**Request**
Rewrite every line of the entries below with each "indicate" changed to "mark", keeping all other text the same.

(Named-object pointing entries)
==============================
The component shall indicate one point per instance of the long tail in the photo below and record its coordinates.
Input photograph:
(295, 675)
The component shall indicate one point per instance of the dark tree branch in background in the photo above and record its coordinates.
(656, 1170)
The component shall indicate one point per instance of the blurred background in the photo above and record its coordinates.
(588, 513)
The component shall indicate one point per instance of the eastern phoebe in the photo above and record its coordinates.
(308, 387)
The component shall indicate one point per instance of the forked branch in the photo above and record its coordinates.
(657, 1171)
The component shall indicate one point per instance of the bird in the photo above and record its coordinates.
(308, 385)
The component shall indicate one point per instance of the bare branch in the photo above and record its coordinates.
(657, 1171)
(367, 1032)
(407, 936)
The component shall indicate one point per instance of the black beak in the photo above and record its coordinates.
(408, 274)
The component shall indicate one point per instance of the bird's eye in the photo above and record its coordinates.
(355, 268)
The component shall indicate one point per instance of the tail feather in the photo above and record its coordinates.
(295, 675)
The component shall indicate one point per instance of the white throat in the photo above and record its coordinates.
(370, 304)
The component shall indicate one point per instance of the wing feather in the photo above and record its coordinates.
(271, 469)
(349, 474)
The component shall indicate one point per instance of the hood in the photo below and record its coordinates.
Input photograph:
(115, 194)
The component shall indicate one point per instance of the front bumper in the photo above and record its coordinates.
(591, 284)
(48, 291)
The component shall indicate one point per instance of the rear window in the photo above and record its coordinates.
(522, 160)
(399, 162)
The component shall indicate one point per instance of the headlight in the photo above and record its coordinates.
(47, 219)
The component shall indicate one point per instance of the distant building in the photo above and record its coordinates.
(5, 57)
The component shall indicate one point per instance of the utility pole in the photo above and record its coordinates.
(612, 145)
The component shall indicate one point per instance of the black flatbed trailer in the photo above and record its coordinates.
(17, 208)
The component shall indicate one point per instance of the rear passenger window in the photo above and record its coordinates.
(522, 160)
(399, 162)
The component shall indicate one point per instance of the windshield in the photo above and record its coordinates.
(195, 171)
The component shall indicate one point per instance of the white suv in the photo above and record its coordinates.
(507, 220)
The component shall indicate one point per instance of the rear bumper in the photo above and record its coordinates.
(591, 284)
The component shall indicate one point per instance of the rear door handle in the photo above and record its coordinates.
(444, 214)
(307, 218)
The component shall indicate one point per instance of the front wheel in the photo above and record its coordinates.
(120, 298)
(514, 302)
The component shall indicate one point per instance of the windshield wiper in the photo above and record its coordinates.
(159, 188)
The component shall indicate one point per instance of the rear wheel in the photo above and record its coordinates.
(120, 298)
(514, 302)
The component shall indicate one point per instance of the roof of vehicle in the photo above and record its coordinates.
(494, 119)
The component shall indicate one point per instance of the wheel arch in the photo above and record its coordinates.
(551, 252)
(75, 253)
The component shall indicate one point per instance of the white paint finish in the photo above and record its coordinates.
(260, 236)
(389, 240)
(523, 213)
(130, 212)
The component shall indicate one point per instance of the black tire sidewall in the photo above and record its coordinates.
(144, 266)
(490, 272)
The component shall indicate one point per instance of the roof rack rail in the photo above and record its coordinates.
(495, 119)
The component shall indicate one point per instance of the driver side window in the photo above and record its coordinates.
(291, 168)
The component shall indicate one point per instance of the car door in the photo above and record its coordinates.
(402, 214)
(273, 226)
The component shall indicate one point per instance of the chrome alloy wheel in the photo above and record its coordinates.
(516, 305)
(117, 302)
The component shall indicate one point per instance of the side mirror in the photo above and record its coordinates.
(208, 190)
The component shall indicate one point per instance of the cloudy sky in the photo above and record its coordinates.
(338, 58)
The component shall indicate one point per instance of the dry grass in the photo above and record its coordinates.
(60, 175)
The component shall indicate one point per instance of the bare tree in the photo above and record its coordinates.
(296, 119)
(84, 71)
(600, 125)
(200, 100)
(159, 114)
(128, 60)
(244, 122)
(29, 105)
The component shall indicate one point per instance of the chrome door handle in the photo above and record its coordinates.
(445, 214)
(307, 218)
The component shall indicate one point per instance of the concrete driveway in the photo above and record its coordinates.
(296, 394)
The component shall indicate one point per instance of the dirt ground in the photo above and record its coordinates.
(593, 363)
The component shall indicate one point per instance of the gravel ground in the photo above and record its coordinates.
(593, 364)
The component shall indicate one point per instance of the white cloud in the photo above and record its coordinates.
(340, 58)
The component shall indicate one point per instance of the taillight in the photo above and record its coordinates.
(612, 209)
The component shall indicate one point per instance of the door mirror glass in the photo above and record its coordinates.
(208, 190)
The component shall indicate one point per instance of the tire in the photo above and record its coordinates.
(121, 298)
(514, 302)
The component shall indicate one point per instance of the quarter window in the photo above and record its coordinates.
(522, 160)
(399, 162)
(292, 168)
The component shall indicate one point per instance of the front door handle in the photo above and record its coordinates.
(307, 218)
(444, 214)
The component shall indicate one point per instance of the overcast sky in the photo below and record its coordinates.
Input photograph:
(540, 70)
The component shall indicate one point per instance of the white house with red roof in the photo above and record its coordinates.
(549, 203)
==============================
**Output below**
The component shall mark one point per instance of the long tail in the photo below and record its coordinates.
Input photograph:
(295, 675)
The component shall mark one point per instance of the dark tree branch in background in the photo above and record its coordinates.
(656, 1170)
The component shall mark one point per instance of the blurred background in the photo above and record its coordinates.
(588, 513)
The component shall mark one point per instance of the eastern phoebe in the photo above and record its coordinates.
(308, 387)
The component shall mark one point per instance of the forked branch in the photo above and record its coordinates.
(657, 1171)
The component shall mark one point per instance of the bird in the photo above and record its coordinates.
(308, 385)
The component shall mark one point per instance of the bare branch in the photo above and record its coordinates.
(657, 1171)
(367, 1032)
(407, 936)
The component shall mark one point per instance of the black beak in the photo above and record its coordinates.
(408, 274)
The component shall mark one point per instance of the bird's eye in the photo above and record its coordinates.
(355, 268)
The component shall mark one point per instance of the tail feather in the photo above and record its coordinates.
(295, 675)
The component shall mark one point per instance of the white throat in the photo above and record its coordinates.
(370, 304)
The component shall mark one point per instance of the wing feather in the photo above and record its coordinates.
(271, 469)
(349, 474)
The component shall mark one point per instance of the hood in the photo below and record its coordinates.
Input photograph:
(115, 194)
The component shall mark one point per instance of the front bumper in the photo above and record its coordinates.
(591, 284)
(48, 291)
The component shall mark one point per instance of the rear window in the photo above and record its coordinates.
(522, 160)
(399, 162)
The component shall mark one point per instance of the headlight in the photo above and record its coordinates.
(47, 219)
The component shall mark one point per instance of the distant building in the photo above and record its coordinates.
(5, 57)
The component shall mark one point per instance of the utility pole in the photo above and record its coordinates.
(612, 145)
The component shall mark one point per instance of the black flatbed trailer in the photo above and record its coordinates.
(17, 208)
The component shall mark one point per instance of the rear passenger window in the photo above and record its coordinates.
(522, 160)
(399, 162)
The component shall mark one point per instance of the windshield in the photo above and record its coordinates.
(195, 171)
The component shall mark one point per instance of the white suv in the photo above and record its coordinates.
(507, 220)
The component shall mark one point per instance of the rear bumper in the photo above and record its coordinates.
(591, 284)
The component shall mark one point per instance of the rear door handle in the photo above and record its coordinates.
(444, 214)
(307, 218)
The component shall mark one point per instance of the front wheel in the photo above and record its coordinates.
(120, 298)
(514, 302)
The component shall mark one point per instance of the windshield wiper in the photo above and record its coordinates.
(159, 188)
The component shall mark one point per instance of the rear wheel in the photo above and record its coordinates.
(120, 298)
(514, 302)
The component shall mark one point per instance of the roof of vehicle in the photo above and record its coordinates.
(494, 119)
The component shall mark one point per instance of the wheel arch in the photo above and record its coordinates.
(551, 252)
(75, 253)
The component shall mark one point per instance of the white paint finish in the photo above and record its coordinates.
(260, 236)
(389, 240)
(523, 213)
(130, 212)
The component shall mark one point per instance of the black tire sidewall in the photo above and record its coordinates.
(144, 266)
(490, 272)
The component shall mark one point per instance of the roof rack rail in the photo above and record its coordinates.
(495, 119)
The component shall mark one point per instance of the driver side window in the photo above and record its coordinates.
(291, 168)
The component shall mark one point per instance of the car door in the photo above and record its coordinates.
(402, 214)
(273, 226)
The component shall mark one point per instance of the chrome alloy wheel in the photo above and record its coordinates.
(516, 305)
(117, 302)
The component shall mark one point per instance of the side mirror in the photo above and record its coordinates.
(208, 190)
The component shall mark one point per instance of the cloudy sky in the photo above and record its coordinates.
(338, 58)
The component shall mark one point per instance of the dry grass in the photo above and record its coordinates.
(60, 175)
The component shall mark one point per instance of the bare tree in the photo above and record its coordinates.
(296, 119)
(84, 71)
(600, 125)
(200, 100)
(159, 114)
(128, 60)
(244, 122)
(29, 105)
The component shall mark one point per instance of the chrome door handle in the photo above and record its coordinates.
(445, 214)
(307, 218)
The component shall mark one point per instance of the concrete driveway in the photo above and record its coordinates.
(296, 394)
The component shall mark one point per instance of the dirt ground in the photo above and record its coordinates.
(593, 363)
The component shall mark one point per instance of the gravel ground in the photo above and record its coordinates.
(593, 364)
The component shall mark one point per instance of the white cloud in the photo above and record its coordinates.
(340, 58)
The component shall mark one point per instance of the taillight in the photo above and record its coordinates.
(612, 209)
The component shall mark one point per instance of the door mirror glass in the photo above and record its coordinates.
(208, 190)
The component shall mark one point per instance of the tire in the photo above and record its coordinates.
(121, 298)
(514, 302)
The component shall mark one point per instance of the quarter window in the photo above and record its coordinates.
(522, 160)
(399, 162)
(292, 168)
The component shall mark one point per instance of the front door handle in the photo above and record its coordinates.
(307, 218)
(444, 214)
The component shall mark one point per instance of the overcast sky in the photo below and record its coordinates.
Input photograph:
(540, 70)
The component shall mark one point per instance of the white house with red roof in the photo above and record its coordinates.
(549, 203)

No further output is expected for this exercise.